-------- Source extract

One more try…

Oh well. The past couple of posts on a ‘thought-experiment‘ in using enterprise-architecture methods to guide a fundamental rethink of economics both seem to have gone down like the proverbial lead-balloon. Fair enough. But I guess I’ll do one more try before going back to more conventional enterprise-architecture themes. (If anyone is interested in this, we can always come back to it later if need be.)

So: here’s the background.

No-one would doubt that, globally speaking, we all have a few problems at present. Global financial crash, some serious environmental overshoots, an evident reshuffle going on in the global power-positioning between various nation-states, and increasing social unrest even (or perhaps especially) in so-called ‘developed’ countries.

Yet those are almost trivial compared to what any competent futurist could see coming up on the horizon. Seriously.

So much of “Seriously.”, in fact, that there’s no possible way that we’d still be able to survive long-term – or even medium-term – with what we currently think of as ‘business-as-usual’. And I don’t just mean business-survival or suchlike – I mean survival. Period.

Hence we’re talking about an urgent need here for some truly fundamental changes. Not just minor tweaks of the deckchairs on the Titanic.

We still see lots of attempts at such ‘tweaking’, of course. The most popular seems to be about trying to tweak individual parts of the existing money-system – which by now everyone knows isn’t going to work. Perhaps the next most popular type of tweak is the search for ‘alternative currencies‘. Yet all of those ideas fail at the first hurdle, because the real source of the problem goes much deeper than that. Trying to build yet another structure on top of something that already doesn’t work is kinda futile, really…

The real problem is about possession. But it isn’t about who has the money, or who possesses the property: those kinds of problems are ‘fixable’ by ordinary political means. No: the real problem is the entire concept of possession itself. And that’s a lot deeper than just politics: that one really is fundamental.

And the problem is that possession doesn’t work. It never has. That’s the whole point. The notion that “possession makes the world go round” is a total delusion: most times, possession is what makes it go stop. Which, ultimately, is why it guarantees a world that doesn’t work. (Like now. Only worse.)

‘Possession’ is a screaming toddler’s refusal to share – a refusal to accept that the complexities and responsibilities that make a social world viable are always mutual, and must necessarily apply to everyone.

----------------
-------- Data supplied

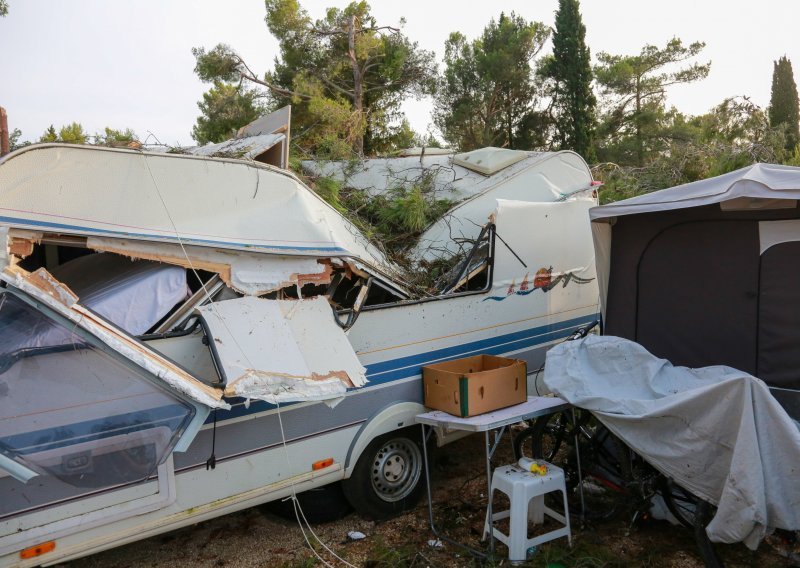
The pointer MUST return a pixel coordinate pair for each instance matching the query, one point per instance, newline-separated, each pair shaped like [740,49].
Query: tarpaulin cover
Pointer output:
[716,431]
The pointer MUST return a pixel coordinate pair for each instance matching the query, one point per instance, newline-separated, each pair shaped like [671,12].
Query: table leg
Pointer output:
[427,478]
[436,533]
[489,452]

----------------

▶ Work instruction
List every current global problem that the post on possession names in its sentence beginning "Global financial crash".

▶ Solution to this problem
- Global financial crash
- Some serious environmental overshoots
- An evident reshuffle in the global power-positioning between various nation-states
- Increasing social unrest, even (or perhaps especially) in so-called "developed" countries